::: EXERCISE TEXT

In This Guide
  1. The Revenue Lifecycle of a Drug
  2. What Determines Peak Sales
  3. How This Affects Catalyst Trading
  4. The Patent Cliff: When Revenue Dies

The Revenue Lifecycle of a Drug

A drug’s commercial life follows a predictable arc. After FDA approval, revenue ramps slowly in the first 1–2 years as the sales force builds out, physicians gain familiarity, and payer coverage expands. It then enters a growth phase where revenue accelerates as market penetration increases. Peak sales typically occurs 5–8 years after launch. After that, revenue declines as patents expire and generics enter.

The entire lifecycle from launch to generic erosion is 12–15 years. Peak sales — the maximum annual revenue — is the single most important number in valuing a pre-revenue biotech company. Blockbuster status means $1 billion+ per year.

Key Concept

When analysts value a pre-revenue biotech, they’re estimating peak sales and discounting backward. A drug projected to reach $3B in peak sales makes the entire company worth dramatically more than one projected at $300M — even before a single prescription is written.

What Determines Peak Sales

Three factors determine a drug’s peak sales potential: patient population size, price per treatment, and expected market share.

Patient Population

A drug for metastatic melanoma (~100,000 U.S. patients annually) has a smaller addressable market than a drug for Type 2 diabetes (37 million Americans). But rare disease drugs can reach blockbuster status through ultra-high pricing — $300,000–$500,000 per patient per year.

Pricing

Drug Type Typical Price Range Example
Small molecule pills $1K–$5K/month Oral oncology drugs
Biologics $10K–$30K/month Monoclonal antibodies
Gene therapies $1M–$3M/patient One-time curative treatments

Market Share

First-in-class drugs with a novel mechanism of action capture 40–60% of the addressable market. Me-too drugs entering crowded therapeutic areas capture 10–15%. This is why "first-in-class" and "best-in-class" are the two phrases that get biotech investors most excited.

How This Affects Catalyst Trading

A PDUFA date for a drug with $5B peak sales potential is a bigger event than one with $500M — but a micro-cap biotech with the $500M drug might see a larger percentage move because it represents the company’s entire value. This is why catalyst scoring systems weight both commercial potential and market cap.

The relationship between peak sales and stock movement isn’t linear. What matters is the ratio of projected peak sales to current market capitalization. A $200M market cap company with a $2B peak sales drug has a 10:1 ratio — an approval can easily double or triple the stock. A $100B company with the same $2B drug? That’s a 2% revenue addition. The stock might move 5%.

Trading Insight

The highest-volatility catalyst events combine large peak sales potential with small market capitalization. This is the “materiality” factor that drives Bio-Score™ calculations — a $2B drug inside a $200M company is a powder keg.

The Patent Cliff: When Revenue Dies

Every drug has an expiration date. When patents expire, revenue drops 80–90% within two years as generic competitors flood the market at a fraction of the branded price. This isn’t gradual — it’s a cliff.

Pfizer lost $10B in annual revenue when Lipitor went generic. AbbVie’s entire corporate strategy for a decade has been managing the Humira patent cliff. Upcoming patent expirations are predictable catalysts — already priced in somewhat, but the actual decline often exceeds expectations.

For traders, patent cliffs create a different kind of catalyst. The expiration date is known years in advance, but the speed of generic erosion and the success of replacement drugs are the unknowns. Companies that fail to replenish their pipeline before a patent cliff face existential risk.

::::::

### PROBLEMS AND TASKS
**a)** In the guide to drug revenue, copy out the passage starting with "In This Guide" and going on through "billion+ per year.".
**b)** Recast the paragraph of the drug revenue guide that begins "First-in-class drugs with a novel mechanism" as a short list that keeps its main facts.
**c)** According to the drug revenue guide, how long after launch does a drug typically reach peak sales?

::: GIVEN ENTRIES

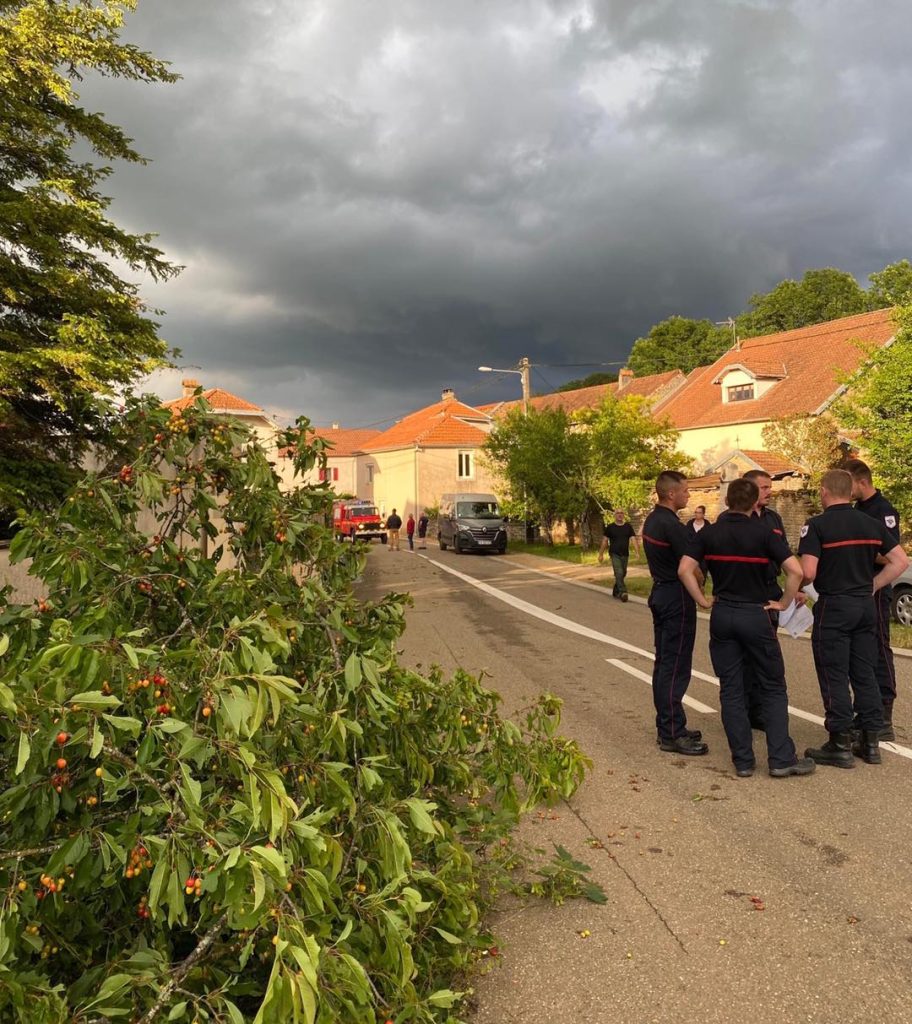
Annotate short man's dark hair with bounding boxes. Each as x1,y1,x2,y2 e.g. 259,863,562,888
820,469,852,502
839,459,874,486
655,469,687,501
725,476,759,512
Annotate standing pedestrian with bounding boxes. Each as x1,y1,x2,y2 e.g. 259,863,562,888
741,469,788,732
599,509,640,601
842,459,900,740
798,469,909,768
678,479,816,778
643,470,709,755
386,509,402,551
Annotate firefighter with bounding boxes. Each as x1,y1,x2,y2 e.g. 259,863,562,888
643,470,709,756
842,459,900,740
798,469,909,768
678,479,816,778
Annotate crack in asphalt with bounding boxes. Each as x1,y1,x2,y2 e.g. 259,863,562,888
563,800,690,956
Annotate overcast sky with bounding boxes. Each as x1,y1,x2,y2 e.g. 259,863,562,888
83,0,912,426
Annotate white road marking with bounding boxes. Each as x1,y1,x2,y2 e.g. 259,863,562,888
605,657,716,715
419,555,912,761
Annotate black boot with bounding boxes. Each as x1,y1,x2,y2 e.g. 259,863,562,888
805,732,855,768
877,705,897,743
852,729,880,765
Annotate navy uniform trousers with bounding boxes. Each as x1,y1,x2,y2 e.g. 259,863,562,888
649,582,697,739
811,594,883,732
709,598,795,768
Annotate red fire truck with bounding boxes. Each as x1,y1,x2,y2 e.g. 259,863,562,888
333,501,386,544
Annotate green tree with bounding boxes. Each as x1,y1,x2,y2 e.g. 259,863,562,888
736,267,870,338
763,413,845,488
574,395,690,532
837,305,912,529
868,259,912,309
0,401,585,1024
627,316,732,377
0,0,175,508
482,408,587,544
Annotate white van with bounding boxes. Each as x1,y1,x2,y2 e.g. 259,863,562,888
437,494,507,555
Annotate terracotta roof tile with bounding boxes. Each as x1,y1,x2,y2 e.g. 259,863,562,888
489,370,685,416
364,398,491,452
162,387,263,415
309,427,380,459
740,449,804,476
654,309,896,430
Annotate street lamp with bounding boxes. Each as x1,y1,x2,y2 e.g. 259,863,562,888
478,355,532,544
478,355,532,413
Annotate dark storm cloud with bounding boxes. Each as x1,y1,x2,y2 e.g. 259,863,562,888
78,0,912,425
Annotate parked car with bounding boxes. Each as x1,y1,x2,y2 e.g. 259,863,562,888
437,494,507,555
892,565,912,626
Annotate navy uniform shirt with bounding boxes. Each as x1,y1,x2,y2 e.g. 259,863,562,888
686,512,791,604
643,505,687,583
751,505,788,601
855,490,900,544
798,502,897,597
602,522,636,557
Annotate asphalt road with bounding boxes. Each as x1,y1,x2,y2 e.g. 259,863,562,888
360,545,912,1024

::::::

### ANSWERS FOR THE EXERCISE
**a)**
In This Guide
  1. The Revenue Lifecycle of a Drug
  2. What Determines Peak Sales
  3. How This Affects Catalyst Trading
  4. The Patent Cliff: When Revenue Dies

The Revenue Lifecycle of a Drug

A drug’s commercial life follows a predictable arc. After FDA approval, revenue ramps slowly in the first 1–2 years as the sales force builds out, physicians gain familiarity, and payer coverage expands. It then enters a growth phase where revenue accelerates as market penetration increases. Peak sales typically occurs 5–8 years after launch. After that, revenue declines as patents expire and generics enter.

The entire lifecycle from launch to generic erosion is 12–15 years. Peak sales — the maximum annual revenue — is the single most important number in valuing a pre-revenue biotech company. Blockbuster status means $1 billion+ per year.

**b)**
- First-in-class drugs with a novel mechanism of action capture 40–60% of the addressable market.
- Me-too drugs entering crowded therapeutic areas capture 10–15%.
- This is why "first-in-class" and "best-in-class" are the two phrases that most excite biotech investors.

**c)** Peak sales typically occurs 5–8 years after launch.